= Instructions to follow =
Select every line of the records below that contains the string "above", and copy each such line in full. Only matches in the same case count.

= Records supplied =
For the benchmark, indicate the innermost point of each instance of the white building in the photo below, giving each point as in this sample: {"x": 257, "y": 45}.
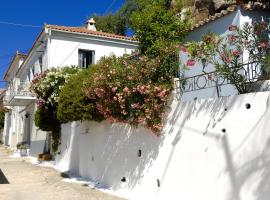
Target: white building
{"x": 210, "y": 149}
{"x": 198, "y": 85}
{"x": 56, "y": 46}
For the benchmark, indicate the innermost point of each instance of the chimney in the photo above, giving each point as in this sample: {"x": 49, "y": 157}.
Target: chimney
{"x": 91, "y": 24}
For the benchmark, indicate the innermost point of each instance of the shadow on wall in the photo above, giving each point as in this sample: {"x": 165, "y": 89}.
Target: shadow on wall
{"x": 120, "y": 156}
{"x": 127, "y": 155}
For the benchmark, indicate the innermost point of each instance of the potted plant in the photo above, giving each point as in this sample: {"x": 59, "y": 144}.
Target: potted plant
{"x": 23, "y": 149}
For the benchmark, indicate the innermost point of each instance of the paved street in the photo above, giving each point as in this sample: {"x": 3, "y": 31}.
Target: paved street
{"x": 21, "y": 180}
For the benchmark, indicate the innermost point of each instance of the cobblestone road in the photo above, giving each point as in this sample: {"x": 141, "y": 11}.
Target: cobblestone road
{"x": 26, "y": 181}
---
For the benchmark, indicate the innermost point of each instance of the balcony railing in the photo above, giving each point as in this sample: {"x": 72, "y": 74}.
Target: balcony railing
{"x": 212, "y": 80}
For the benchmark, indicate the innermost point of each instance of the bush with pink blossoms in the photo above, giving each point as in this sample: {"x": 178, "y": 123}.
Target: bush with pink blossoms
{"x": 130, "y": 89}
* * *
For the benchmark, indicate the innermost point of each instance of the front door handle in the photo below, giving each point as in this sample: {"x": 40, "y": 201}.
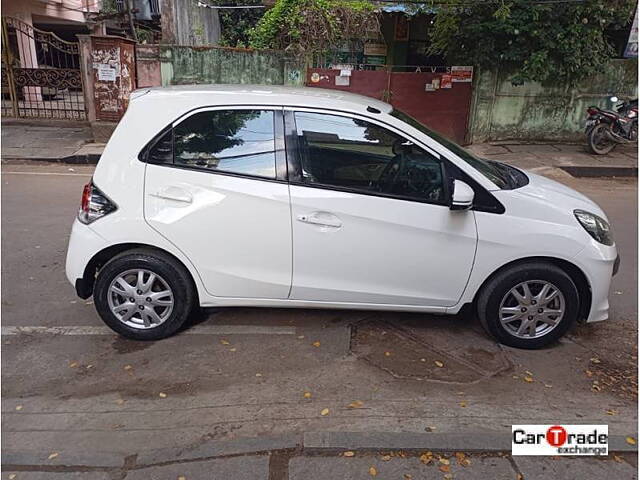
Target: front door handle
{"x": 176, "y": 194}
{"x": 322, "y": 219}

= Solved problem =
For the benchmark, indicate the innermost point of each instance of the chimney in the photo above, giving each point as in this sample: {"x": 49, "y": 157}.
For the benchmark, indicate the innermost point of each instance of the shadow on wall in the photo above, giving each point as in this sample: {"x": 165, "y": 89}.
For the benchmark, indicate the innermost point of each instance of the potted plant in the photo above, giving each point as in this sample: {"x": 59, "y": 144}.
For the benchmark, indicate the innermost point of each instance of the paved street in the photo above, giving each point as in this sample: {"x": 3, "y": 31}.
For the benchmark, indicate the innermost point of each instance of the cobblestone road in the photo above, giving each point as in this sample: {"x": 141, "y": 11}.
For the benchmark, indicate the innermost point of each instance of the balcony railing in the photo above, giving each point as in this sample: {"x": 72, "y": 74}.
For the benchmark, indicate the innermost point of each instance of the bush with pink blossoms in the photo above, giving each point as in this sample: {"x": 178, "y": 123}.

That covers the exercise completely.